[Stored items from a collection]
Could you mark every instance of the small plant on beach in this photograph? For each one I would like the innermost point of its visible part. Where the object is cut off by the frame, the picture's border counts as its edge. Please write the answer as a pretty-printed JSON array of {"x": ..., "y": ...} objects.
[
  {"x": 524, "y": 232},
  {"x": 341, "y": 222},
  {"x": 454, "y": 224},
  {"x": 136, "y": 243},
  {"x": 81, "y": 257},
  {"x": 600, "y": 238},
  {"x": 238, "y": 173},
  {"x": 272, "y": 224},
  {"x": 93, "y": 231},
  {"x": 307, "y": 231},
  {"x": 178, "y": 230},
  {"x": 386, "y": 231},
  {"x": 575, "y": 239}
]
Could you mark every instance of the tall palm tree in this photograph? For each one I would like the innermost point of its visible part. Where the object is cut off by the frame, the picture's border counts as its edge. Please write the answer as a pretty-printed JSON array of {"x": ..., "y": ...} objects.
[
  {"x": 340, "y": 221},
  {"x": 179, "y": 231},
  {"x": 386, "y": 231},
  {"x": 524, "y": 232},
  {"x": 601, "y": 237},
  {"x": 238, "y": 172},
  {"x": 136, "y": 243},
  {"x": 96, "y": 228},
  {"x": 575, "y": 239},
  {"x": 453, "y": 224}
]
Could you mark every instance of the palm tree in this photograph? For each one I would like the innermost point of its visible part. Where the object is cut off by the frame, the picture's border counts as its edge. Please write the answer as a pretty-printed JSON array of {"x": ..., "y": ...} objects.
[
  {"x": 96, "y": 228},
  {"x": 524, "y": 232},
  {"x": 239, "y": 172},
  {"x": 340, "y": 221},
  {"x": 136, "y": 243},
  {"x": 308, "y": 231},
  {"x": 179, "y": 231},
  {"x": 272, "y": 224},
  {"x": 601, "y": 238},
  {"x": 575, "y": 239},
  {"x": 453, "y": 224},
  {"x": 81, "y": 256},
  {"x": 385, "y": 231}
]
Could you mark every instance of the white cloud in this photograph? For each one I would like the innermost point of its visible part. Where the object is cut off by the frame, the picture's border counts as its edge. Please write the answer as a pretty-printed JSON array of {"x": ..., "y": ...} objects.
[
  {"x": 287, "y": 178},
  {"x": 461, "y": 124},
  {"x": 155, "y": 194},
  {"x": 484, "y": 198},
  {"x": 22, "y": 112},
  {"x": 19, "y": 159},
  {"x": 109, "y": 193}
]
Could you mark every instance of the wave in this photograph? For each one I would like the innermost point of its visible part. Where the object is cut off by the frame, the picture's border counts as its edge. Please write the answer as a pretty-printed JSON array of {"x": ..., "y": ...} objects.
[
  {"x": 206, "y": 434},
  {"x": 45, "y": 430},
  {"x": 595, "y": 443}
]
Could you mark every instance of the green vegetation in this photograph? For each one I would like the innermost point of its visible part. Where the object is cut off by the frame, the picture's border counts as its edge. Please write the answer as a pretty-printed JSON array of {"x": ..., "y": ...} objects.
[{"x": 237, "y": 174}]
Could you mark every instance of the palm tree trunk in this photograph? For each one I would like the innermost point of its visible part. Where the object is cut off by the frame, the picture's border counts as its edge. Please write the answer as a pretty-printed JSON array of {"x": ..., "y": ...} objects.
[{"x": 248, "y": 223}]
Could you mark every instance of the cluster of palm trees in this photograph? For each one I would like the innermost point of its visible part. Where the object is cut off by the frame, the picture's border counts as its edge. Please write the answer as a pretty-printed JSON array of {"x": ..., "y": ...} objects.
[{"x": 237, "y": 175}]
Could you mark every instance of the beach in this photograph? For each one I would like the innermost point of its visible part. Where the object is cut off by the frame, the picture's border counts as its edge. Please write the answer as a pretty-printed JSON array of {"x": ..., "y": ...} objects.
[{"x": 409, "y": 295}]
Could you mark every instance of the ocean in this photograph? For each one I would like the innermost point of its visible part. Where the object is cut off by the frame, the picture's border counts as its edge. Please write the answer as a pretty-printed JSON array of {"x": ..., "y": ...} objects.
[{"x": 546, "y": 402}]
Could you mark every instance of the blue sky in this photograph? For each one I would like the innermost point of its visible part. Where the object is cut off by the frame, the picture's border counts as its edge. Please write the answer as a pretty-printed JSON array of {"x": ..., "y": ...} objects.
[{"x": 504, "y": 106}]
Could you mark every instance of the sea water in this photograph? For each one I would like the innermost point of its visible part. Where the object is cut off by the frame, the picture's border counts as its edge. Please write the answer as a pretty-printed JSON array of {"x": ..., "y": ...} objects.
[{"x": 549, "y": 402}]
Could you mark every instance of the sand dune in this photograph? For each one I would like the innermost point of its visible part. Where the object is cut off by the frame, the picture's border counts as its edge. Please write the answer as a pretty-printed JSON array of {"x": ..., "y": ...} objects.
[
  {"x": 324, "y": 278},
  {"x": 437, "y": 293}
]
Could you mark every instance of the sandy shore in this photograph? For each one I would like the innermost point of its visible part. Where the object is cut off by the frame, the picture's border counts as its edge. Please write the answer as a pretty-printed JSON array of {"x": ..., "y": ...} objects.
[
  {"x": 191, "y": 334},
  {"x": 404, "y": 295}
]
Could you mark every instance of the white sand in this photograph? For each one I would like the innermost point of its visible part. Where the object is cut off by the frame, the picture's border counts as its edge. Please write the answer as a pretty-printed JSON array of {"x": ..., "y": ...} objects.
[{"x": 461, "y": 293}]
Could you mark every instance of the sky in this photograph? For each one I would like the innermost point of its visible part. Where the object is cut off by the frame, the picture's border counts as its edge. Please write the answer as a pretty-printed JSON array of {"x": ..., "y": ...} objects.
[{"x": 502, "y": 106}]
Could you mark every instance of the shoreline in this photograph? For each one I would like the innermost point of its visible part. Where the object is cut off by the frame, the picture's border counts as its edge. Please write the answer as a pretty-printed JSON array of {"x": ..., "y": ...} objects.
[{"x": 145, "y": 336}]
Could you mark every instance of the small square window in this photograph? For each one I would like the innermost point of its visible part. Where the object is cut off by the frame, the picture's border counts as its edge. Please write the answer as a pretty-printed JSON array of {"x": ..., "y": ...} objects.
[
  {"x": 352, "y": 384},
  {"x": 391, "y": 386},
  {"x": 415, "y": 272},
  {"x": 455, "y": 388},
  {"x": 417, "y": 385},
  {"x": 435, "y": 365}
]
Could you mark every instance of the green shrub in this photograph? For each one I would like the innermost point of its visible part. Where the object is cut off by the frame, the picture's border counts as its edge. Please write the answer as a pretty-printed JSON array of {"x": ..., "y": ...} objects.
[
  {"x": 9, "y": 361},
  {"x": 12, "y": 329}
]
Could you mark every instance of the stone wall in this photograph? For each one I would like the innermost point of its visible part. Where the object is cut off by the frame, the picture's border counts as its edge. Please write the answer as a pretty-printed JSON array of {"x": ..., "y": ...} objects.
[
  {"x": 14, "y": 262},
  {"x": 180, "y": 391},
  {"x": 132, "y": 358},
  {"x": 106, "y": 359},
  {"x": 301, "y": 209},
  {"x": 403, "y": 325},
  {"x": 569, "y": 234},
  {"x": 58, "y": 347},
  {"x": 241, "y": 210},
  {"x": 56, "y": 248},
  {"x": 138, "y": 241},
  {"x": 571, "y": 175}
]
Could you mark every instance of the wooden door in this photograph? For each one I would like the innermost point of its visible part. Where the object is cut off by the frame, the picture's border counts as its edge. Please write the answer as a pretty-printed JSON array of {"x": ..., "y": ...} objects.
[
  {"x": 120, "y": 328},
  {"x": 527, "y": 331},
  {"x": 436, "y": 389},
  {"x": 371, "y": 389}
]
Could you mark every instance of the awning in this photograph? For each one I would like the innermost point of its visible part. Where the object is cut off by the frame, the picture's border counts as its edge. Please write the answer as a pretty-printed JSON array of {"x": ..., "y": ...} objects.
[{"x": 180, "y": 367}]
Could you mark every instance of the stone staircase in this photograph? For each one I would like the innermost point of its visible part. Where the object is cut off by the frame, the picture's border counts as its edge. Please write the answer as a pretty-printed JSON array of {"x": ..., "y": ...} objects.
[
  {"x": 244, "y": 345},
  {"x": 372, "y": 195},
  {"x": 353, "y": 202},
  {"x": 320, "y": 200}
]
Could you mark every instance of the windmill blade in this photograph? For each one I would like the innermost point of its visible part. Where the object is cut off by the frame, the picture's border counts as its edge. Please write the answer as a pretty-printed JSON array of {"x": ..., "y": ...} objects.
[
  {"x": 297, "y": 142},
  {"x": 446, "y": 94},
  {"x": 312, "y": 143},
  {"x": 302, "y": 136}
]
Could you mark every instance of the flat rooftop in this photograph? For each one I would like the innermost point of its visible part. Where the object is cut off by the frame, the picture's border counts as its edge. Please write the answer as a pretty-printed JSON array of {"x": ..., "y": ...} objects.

REQUIREMENTS -
Identify every line in the data above that contains the word "stone", and copy each of those lines.

SOLUTION TO THIS EXERCISE -
Could you mark every instance of the stone wall in this photograph? For each one I would like the innermost point of its visible part. Where the object is cut off by the frame, the picture's border counts as its edge. Please write the answer as a pretty-printed JSON array of {"x": ..., "y": ...} objects.
Could you mark every instance of the stone staircase in this photograph? For each one I would like the innermost point of its visible part. Where the object is cut off by the frame, the picture's border counts as its edge. Please write the answer as a pretty-printed JSON array of {"x": ..., "y": ...} objects.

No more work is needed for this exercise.